━━ Provided passage ━━

CFOs are taking on more and more IT responsibility. So how do they know where to focus their attention - and the company's dollars?
How has today's financial executive arrived at the forefront of information technology leadership, innovation and insight? Because fiscal responsibility rests with the CFO. As guardian of the corporate assets, he or she must mediate various business and budgetary alternatives ant conflicting priorities to make sure resources are allocated to the most promising investments and programs.
In an IT context, this means ensuring that technology investments yield business value, and that IT decisions are aligned with the company's business strategy and operating model.
For the second consecutive year, Financial Executives Institute and Computer Sciences Corporation took the technology pulse of FEI members. Over 50 percent of 1999 respondents head the "very critical list" with the same four top financial management issues as they did in 1998:
* Prioritizing technology investments.
* Establishing and maintaining an effective dialog between information services and users.
* Ensuring Y2K compliance.
* Identifying the appropriate level of technology investment.
But at least half of this year's respondents add two "very critical" issues:
* Identifying how IT can improve or influence business processes.
* Upgrading or replacing legacy systems.
Is there a discernable link? Obviously, Y2K concerns are paramount as the immovable compliance deadline looms. The survey was circulated in November and December of 1998. Returns indicate only about 30 percent of respondents had completed their preparedness activities at that time - and about 20 percent are "in the danger zone": either assessing or renovating, largely irrespective of company size or industry.

━━━

■ **Problems to solve**
1) In the article on CFOs and information technology, during which months of 1998 was the survey circulated?
2) Please pick up the article on CFOs and information technology after its last sentence and continue it.

━━ Record list ━━

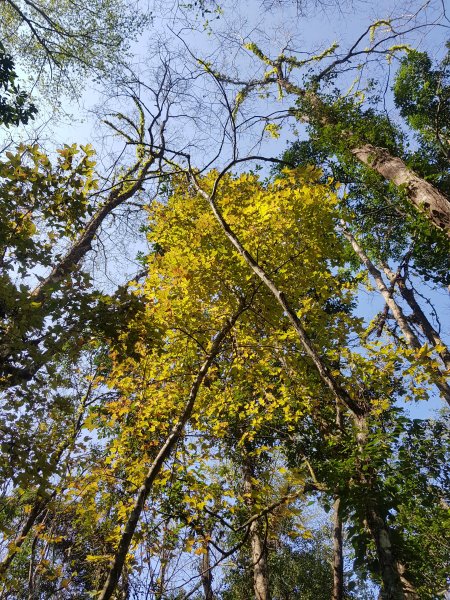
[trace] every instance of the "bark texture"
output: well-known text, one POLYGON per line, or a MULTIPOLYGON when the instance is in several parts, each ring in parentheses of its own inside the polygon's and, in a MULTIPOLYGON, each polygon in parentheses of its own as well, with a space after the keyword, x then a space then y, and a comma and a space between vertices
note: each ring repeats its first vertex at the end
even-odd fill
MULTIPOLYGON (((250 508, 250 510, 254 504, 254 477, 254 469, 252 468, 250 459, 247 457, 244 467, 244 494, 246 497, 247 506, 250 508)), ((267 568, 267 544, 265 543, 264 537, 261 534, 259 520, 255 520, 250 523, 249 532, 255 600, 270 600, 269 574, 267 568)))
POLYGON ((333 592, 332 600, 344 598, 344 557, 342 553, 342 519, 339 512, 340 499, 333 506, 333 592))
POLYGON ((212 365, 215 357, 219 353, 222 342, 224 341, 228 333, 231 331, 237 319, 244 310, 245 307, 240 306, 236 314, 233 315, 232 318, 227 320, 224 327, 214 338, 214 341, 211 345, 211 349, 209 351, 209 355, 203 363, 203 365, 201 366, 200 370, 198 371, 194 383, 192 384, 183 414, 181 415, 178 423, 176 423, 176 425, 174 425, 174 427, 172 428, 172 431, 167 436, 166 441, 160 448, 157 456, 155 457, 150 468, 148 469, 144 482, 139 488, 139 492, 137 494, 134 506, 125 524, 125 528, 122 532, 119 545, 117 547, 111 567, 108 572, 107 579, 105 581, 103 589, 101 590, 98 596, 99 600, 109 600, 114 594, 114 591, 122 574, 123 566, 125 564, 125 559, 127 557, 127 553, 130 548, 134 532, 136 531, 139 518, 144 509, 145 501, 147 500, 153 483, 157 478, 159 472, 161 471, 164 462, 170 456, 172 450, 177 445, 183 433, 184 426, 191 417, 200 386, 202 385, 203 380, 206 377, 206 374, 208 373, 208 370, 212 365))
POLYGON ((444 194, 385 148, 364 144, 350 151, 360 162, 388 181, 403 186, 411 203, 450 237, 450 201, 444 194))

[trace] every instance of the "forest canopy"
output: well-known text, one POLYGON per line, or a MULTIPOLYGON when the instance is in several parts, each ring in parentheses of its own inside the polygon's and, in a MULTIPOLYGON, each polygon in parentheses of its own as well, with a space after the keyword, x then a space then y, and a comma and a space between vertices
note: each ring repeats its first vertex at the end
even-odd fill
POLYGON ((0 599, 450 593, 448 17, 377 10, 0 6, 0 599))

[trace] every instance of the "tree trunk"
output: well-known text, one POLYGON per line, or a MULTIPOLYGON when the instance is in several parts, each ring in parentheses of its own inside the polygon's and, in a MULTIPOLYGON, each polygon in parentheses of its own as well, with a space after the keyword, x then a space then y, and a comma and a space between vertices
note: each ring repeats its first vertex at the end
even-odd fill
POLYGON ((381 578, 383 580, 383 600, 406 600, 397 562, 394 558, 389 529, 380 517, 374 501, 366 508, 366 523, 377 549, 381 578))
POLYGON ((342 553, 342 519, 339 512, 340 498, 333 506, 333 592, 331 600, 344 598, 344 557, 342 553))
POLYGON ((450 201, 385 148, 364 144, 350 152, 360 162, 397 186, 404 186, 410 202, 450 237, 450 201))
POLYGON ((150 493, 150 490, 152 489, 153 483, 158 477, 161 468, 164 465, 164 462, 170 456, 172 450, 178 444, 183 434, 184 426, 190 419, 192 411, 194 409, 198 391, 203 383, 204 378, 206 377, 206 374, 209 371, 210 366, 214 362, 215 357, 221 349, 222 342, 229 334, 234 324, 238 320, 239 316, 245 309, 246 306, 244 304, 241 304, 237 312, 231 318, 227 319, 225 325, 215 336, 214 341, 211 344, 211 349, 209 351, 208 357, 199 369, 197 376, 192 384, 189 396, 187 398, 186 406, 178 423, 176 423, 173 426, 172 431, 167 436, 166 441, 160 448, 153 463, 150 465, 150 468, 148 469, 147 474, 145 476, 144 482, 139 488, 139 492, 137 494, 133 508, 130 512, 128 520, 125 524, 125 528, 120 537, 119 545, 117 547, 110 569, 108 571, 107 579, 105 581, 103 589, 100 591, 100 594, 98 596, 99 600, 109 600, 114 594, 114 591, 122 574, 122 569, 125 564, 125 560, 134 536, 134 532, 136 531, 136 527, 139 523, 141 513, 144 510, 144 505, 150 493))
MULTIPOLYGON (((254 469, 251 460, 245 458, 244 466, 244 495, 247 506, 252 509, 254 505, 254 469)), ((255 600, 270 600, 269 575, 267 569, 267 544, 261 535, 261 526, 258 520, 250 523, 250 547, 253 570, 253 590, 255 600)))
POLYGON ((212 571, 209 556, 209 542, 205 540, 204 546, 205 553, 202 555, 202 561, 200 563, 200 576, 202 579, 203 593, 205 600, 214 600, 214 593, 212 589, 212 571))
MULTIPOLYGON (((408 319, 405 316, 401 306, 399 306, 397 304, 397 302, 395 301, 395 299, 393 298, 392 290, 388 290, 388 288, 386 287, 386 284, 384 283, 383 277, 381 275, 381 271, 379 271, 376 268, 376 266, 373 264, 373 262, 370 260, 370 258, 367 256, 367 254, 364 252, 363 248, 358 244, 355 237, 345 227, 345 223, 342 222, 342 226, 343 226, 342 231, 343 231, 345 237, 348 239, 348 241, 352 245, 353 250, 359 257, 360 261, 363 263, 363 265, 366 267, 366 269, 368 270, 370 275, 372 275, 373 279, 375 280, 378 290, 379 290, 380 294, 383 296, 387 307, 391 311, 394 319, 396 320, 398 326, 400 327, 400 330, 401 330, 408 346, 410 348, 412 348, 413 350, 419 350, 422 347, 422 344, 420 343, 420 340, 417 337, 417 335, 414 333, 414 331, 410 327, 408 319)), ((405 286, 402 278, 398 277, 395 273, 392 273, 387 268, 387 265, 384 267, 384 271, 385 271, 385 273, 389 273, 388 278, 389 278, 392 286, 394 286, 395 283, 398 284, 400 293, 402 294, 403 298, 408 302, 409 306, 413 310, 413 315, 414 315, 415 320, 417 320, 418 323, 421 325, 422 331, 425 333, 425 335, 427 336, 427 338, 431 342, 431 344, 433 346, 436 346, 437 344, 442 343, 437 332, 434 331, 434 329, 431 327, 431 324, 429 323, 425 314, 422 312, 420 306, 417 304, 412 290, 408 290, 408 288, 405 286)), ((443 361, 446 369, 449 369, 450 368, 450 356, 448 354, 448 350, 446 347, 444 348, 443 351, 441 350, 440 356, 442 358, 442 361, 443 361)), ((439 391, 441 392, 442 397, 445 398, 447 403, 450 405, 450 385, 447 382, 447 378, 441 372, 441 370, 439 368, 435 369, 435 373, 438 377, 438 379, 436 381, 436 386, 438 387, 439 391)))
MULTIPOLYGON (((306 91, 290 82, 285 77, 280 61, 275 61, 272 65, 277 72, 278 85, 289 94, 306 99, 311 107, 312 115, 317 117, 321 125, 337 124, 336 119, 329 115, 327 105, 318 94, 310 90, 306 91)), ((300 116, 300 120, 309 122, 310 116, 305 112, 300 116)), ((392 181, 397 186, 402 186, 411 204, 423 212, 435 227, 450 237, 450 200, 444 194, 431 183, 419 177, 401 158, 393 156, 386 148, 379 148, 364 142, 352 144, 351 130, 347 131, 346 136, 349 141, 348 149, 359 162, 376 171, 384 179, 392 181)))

━━━
━━ Record list ━━

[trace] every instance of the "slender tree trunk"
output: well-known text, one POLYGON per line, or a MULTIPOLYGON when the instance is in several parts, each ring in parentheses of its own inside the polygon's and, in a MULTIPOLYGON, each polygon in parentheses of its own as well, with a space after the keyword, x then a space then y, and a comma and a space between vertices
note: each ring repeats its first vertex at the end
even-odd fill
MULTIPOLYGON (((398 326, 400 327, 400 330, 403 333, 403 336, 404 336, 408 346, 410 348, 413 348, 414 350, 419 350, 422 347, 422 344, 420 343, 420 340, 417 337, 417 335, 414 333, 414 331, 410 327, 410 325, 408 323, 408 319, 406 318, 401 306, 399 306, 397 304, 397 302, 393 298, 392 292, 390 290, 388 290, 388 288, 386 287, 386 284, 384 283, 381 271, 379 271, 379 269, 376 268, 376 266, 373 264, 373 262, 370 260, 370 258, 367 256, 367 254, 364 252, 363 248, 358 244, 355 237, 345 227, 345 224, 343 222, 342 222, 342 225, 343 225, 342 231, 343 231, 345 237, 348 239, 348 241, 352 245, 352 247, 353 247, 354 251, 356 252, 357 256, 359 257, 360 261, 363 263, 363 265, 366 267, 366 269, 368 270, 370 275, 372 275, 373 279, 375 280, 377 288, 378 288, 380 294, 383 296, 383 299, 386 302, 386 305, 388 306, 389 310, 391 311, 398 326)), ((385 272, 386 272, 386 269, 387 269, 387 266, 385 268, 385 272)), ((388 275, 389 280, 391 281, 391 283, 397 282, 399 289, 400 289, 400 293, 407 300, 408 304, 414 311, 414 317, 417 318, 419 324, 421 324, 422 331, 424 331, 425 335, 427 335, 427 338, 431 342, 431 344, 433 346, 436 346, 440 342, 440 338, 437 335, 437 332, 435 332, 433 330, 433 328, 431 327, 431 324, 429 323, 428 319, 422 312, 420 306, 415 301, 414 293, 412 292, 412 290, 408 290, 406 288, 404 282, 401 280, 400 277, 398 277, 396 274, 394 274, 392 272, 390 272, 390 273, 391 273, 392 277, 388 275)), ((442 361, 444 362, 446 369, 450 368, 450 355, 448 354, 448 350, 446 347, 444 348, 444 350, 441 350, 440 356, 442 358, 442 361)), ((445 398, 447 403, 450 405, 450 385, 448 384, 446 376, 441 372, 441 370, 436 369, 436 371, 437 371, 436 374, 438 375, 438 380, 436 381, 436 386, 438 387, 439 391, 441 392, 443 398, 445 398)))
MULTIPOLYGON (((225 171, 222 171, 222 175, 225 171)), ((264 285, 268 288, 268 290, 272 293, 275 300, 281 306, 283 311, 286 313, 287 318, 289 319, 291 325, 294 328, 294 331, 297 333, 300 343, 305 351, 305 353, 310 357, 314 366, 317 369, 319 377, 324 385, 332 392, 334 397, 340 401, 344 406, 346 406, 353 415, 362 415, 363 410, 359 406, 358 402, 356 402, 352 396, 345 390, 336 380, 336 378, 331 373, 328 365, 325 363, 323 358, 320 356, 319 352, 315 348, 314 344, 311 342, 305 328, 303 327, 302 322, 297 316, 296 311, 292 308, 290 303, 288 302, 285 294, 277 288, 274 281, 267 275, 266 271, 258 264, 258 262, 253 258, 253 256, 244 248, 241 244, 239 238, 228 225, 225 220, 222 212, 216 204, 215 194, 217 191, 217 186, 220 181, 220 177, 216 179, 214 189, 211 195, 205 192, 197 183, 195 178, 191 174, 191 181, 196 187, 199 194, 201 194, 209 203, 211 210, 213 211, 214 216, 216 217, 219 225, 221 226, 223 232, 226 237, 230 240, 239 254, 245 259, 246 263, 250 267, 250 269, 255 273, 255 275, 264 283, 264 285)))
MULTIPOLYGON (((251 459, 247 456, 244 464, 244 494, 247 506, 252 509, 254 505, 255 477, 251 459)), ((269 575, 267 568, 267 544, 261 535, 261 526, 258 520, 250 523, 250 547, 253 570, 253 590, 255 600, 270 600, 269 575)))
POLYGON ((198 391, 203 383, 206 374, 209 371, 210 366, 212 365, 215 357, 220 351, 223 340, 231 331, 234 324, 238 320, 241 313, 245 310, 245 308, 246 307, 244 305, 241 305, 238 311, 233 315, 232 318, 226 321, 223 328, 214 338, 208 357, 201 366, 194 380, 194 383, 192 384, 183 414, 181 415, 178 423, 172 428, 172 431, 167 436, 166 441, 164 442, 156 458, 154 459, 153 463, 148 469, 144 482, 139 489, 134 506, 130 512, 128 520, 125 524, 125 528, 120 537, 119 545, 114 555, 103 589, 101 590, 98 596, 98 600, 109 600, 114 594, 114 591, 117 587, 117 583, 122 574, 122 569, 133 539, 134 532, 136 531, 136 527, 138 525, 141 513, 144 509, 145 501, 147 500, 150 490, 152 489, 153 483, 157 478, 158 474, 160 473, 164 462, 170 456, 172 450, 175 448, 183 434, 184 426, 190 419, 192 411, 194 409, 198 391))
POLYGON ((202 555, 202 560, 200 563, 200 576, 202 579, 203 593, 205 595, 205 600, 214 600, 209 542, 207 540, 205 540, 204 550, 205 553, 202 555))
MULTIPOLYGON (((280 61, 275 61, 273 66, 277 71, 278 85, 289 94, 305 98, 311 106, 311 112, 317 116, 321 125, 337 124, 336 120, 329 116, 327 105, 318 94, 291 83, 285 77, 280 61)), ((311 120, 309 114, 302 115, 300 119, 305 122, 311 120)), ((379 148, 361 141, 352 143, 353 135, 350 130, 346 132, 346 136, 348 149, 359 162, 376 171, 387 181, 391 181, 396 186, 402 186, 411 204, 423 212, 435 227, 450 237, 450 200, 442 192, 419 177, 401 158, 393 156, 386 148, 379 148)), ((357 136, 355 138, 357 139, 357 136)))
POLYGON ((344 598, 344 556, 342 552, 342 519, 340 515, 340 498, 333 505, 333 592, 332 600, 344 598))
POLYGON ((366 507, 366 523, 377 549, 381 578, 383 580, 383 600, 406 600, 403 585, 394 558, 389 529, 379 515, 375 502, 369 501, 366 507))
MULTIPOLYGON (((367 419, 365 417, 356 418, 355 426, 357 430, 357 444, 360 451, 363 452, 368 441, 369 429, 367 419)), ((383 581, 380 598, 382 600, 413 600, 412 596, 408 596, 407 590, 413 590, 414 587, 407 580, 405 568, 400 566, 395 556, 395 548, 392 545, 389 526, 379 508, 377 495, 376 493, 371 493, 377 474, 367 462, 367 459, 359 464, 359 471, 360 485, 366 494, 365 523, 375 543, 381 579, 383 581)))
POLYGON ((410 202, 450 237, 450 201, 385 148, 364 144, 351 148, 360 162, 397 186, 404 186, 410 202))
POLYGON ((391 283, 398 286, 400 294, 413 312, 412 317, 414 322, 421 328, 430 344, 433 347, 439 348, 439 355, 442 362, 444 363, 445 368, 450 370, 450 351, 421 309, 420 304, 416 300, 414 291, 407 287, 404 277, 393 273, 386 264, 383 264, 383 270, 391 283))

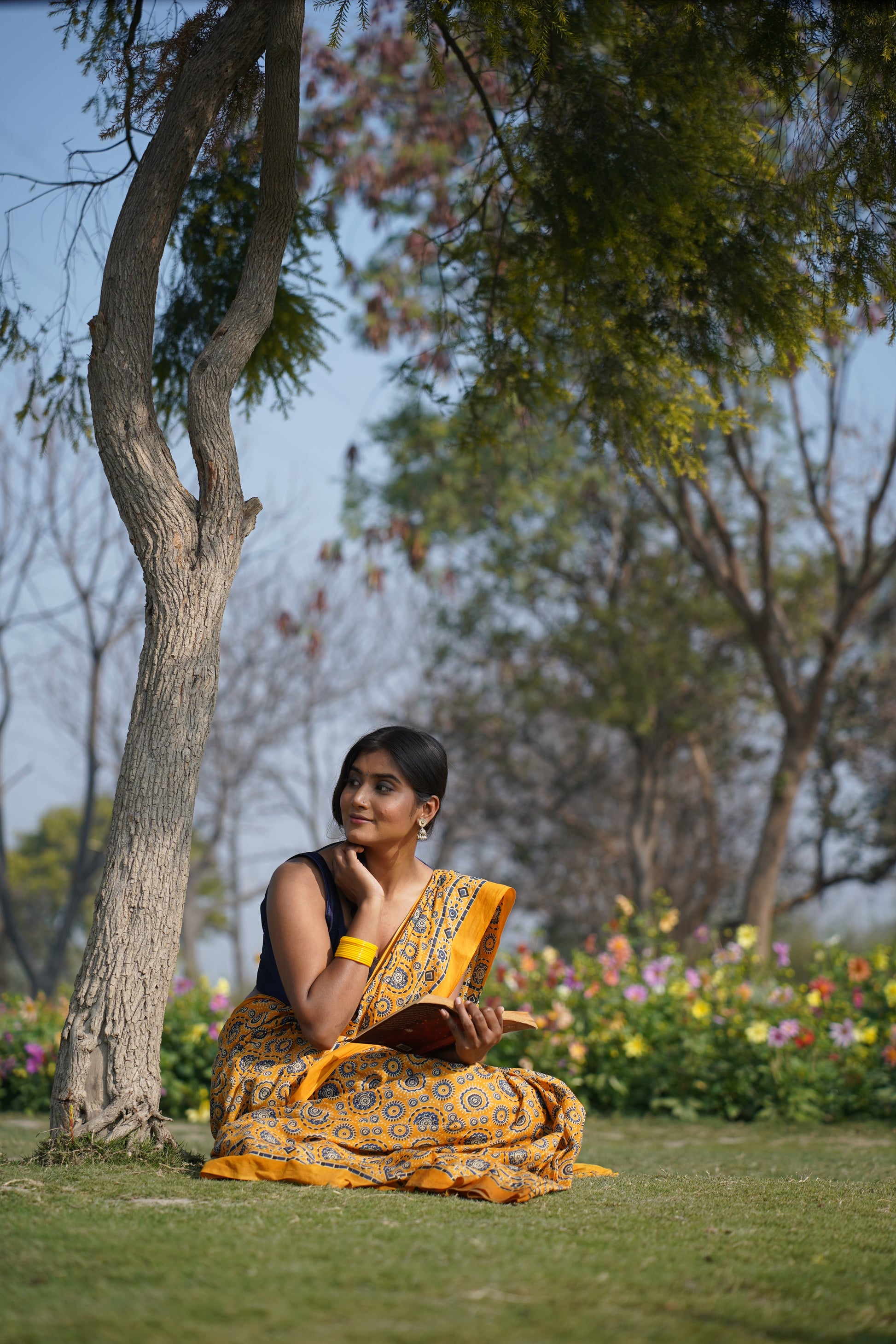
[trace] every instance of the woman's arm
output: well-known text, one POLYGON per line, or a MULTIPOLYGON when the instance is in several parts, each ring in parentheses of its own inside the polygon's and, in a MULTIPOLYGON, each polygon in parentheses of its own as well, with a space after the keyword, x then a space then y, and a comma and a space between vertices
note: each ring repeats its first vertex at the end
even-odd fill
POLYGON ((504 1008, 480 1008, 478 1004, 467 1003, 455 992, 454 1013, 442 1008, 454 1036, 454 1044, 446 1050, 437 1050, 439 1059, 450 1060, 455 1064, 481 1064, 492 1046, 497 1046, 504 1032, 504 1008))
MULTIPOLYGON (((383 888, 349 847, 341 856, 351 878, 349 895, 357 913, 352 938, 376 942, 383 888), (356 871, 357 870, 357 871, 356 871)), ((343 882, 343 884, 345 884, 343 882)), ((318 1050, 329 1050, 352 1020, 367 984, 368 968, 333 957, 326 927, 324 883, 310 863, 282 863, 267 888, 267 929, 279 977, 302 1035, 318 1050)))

━━━

■ **Answers to the exercise**
1) November and December

2)
Then, too, no industry allocates less than 8 percent of total actual IT spending to Y2K - and overall, spending averages 13 percent. These are dollars that, in other years, might have been classified as "discretionary spending." Thus, cost alone could elevate Y2K to critical status.
And finally, Y2K concerns must loom large for all companies that interact electronically within a trading partner network. Despite their own readiness, how can companies be sure a customer, supplier or other partner won't disseminate "date-impaired" information?
The millennium bug has also stung respondents' consciousness over upgrading or replacing legacy systems. Clearly, the shortcomings of legacy applications would be a broad concern regardless of the date, but now firms face a double threat: old, low-functioning systems and an intractable deadline for improving or replacing them. So, while the legacy replacement/renovation issue has been accentuated by Y2K, it also joins the four critical issues by speaking to the importance of understanding and maximizing technology's value to the business.
Thus financial executives' concerns fall into two camps: the near-term need to avoid business interruption (Y2K) and the ongoing need to link IT to business results in a cost-effective way.
Pulse Points
According to respondents, a company's CIO is more than twice as likely to report to the CFO as to the CEO, and five times more likely to report to the CFO than the COO. Moreover, nearly two-thirds of all respondents say that, in their companies, the information systems function reports to the finance function - higher by far than any other non-finance activity. The message is clear: Today's financial executives are IT users, IT administrators, IT decision-makers and IT strategists.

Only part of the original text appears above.